Task: Please identify every line in the rows below that contains the word "parrot", and copy each of those lines in full.

Input data:

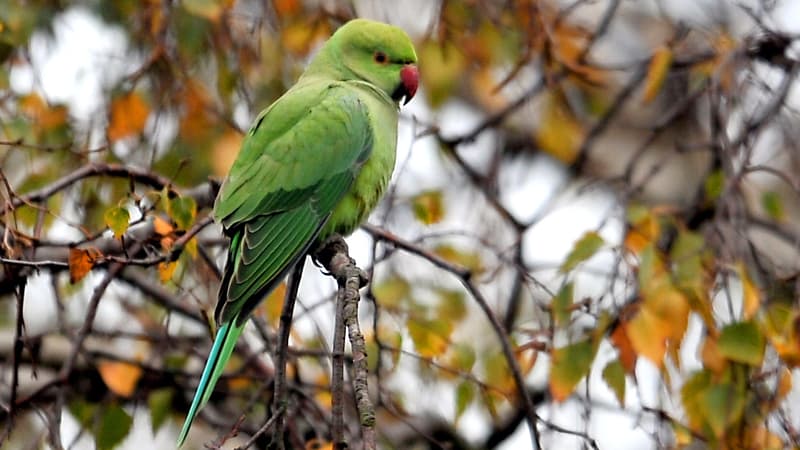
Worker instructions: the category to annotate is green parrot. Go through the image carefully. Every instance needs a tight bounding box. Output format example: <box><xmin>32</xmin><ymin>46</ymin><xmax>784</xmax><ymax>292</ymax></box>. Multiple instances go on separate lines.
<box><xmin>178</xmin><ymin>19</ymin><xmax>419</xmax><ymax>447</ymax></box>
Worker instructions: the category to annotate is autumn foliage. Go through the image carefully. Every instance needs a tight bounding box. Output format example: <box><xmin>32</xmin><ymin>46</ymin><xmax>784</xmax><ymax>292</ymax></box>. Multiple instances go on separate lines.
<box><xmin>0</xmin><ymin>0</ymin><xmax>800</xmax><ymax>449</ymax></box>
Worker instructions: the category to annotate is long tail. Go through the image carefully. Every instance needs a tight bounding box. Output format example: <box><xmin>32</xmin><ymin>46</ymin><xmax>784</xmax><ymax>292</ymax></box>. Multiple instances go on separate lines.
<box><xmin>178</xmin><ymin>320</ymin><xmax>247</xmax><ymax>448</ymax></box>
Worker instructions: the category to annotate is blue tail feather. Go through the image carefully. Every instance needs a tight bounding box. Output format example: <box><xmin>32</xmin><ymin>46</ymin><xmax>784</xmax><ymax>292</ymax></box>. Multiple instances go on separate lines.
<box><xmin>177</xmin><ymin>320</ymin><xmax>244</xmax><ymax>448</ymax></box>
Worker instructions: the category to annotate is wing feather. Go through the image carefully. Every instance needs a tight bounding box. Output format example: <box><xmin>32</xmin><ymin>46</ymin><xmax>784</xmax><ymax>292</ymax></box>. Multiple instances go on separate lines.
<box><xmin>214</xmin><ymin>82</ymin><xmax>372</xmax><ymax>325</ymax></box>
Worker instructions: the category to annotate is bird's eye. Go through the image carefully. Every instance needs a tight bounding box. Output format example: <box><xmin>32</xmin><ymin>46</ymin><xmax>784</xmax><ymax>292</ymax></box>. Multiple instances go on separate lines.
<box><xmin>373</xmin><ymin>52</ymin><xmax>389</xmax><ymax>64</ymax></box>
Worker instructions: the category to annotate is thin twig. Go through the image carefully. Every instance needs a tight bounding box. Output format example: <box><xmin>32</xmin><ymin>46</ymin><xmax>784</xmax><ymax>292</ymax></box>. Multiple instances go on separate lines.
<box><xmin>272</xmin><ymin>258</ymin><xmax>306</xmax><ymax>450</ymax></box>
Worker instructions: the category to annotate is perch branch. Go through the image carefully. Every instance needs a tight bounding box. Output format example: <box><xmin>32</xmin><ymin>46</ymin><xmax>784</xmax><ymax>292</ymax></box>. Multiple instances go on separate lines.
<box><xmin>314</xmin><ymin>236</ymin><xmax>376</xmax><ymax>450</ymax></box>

Answer to this exercise:
Worker instructions: the category to annotate is green parrot. Go through the image carefully. Every instance needs a tight bounding box. Output format example: <box><xmin>32</xmin><ymin>46</ymin><xmax>784</xmax><ymax>292</ymax></box>. Multiple instances go on separate lines.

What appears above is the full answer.